== Given data
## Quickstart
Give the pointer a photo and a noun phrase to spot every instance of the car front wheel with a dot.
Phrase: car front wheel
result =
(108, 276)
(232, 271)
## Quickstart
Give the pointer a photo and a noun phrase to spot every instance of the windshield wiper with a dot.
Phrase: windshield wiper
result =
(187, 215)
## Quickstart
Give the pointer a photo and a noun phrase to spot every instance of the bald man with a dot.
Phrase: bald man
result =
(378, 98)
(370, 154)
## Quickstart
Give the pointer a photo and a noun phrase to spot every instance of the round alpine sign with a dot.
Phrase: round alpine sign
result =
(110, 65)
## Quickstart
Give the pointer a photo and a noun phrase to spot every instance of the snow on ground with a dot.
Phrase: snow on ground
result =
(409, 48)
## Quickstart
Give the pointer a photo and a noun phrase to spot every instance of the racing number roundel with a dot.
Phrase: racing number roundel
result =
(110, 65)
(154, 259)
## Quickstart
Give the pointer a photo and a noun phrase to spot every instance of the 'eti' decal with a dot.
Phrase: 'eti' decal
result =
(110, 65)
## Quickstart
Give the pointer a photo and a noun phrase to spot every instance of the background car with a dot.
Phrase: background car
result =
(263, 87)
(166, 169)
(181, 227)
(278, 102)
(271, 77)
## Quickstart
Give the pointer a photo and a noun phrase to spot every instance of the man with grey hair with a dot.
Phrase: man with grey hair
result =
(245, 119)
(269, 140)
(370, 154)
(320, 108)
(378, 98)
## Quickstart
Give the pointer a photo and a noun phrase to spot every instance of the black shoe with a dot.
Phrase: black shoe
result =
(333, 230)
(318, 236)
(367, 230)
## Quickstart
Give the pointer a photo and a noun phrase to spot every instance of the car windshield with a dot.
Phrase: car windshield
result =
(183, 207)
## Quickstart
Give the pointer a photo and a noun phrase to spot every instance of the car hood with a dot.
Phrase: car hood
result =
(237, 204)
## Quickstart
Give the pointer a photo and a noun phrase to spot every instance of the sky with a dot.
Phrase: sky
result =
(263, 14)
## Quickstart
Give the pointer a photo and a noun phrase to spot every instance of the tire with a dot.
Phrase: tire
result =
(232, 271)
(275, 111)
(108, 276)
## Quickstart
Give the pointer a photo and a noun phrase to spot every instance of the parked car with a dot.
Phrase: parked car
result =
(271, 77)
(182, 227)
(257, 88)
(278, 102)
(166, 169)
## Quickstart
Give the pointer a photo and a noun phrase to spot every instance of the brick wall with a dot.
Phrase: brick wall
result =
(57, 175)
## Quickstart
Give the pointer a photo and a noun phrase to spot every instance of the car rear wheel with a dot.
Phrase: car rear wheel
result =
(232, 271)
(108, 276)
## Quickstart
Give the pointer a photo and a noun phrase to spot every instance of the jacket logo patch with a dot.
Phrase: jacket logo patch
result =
====
_Work required_
Among the entries above, count every line containing the string "logo". Your reply must be that number alone.

_Output of the exercise_
2